But this hypothesis faded away, to be replaced by the idea of a meeting in Slovakia, a country that the pope called “a message of peace in the heart of Europe” during his September trip.
The proposal of a meeting between Francis and Kirill in the capital Bratislava was advanced by Ján Figeľ, the special envoy of the European Union for religious freedom from 2016 to 2019.
Why Bratislava? Partly because it is the capital of a country that borders Ukraine and is receiving refugees from the war-torn Eastern European country. And also because it is a nation at the center of Europe, the continent that experienced Soviet oppression and knows the need for reconciliation.
“Peoples and the Church,” Ján Figeľ told CNA, “need to share important messages and commitments of loving faith and truth, courage, peace, reconciliation, and brotherhood, now mainly in and for Europe.”
He added that, “conscious of the historical spiritual and political divisions in Europe, and facing the reality of bloody conflict in the east of Europe, we must urgently converge our effort towards true Christian brotherhood and unity on this continent, where Christianity gave roots and orientation to its cultures and identities.”
Slovakia is a bridge between East and West. The opening lines of its constitution refer to the “the spiritual bequest of Cyril and Methodius,” the “Apostles to the Slavs” who are venerated by both Catholics and Orthodox Christians.
John Paul II spoke of a Europe that needed to breathe with two lungs — eastern and western — and for Figeľ, “this grand vision is still possible and achievable.”

— WORK TASK —
Can you print word for word the part of the Bratislava meeting text starting with "Slovakia is a" and going on through "and Orthodox Christians."?

— INFORMATION GIVEN —
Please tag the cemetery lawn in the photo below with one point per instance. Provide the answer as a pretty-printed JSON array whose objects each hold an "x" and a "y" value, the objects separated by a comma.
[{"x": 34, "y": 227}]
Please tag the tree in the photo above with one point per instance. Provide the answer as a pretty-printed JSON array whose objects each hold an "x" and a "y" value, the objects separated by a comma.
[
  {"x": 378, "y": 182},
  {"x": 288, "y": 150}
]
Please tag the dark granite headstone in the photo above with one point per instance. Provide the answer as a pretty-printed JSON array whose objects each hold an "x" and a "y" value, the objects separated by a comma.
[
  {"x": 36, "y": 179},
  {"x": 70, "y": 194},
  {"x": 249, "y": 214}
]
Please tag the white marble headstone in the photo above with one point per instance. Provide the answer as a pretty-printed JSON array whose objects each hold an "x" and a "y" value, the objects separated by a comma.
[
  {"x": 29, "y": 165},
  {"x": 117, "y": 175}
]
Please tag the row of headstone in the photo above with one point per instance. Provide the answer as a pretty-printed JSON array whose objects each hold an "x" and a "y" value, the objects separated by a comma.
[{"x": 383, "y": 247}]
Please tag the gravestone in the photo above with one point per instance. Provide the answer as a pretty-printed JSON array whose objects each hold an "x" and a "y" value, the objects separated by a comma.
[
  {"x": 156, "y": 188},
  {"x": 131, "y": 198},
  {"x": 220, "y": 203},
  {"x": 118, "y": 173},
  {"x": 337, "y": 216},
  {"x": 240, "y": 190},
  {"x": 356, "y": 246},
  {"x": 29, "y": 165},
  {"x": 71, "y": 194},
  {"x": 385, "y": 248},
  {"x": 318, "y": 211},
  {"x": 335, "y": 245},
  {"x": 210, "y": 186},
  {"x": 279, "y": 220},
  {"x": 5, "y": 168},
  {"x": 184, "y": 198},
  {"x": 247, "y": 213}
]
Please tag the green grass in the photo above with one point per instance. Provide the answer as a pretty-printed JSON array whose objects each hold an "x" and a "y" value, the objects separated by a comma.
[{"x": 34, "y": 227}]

— PROBLEM SOLUTION —
Slovakia is a bridge between East and West. The opening lines of its constitution refer to the “the spiritual bequest of Cyril and Methodius,” the “Apostles to the Slavs” who are venerated by both Catholics and Orthodox Christians.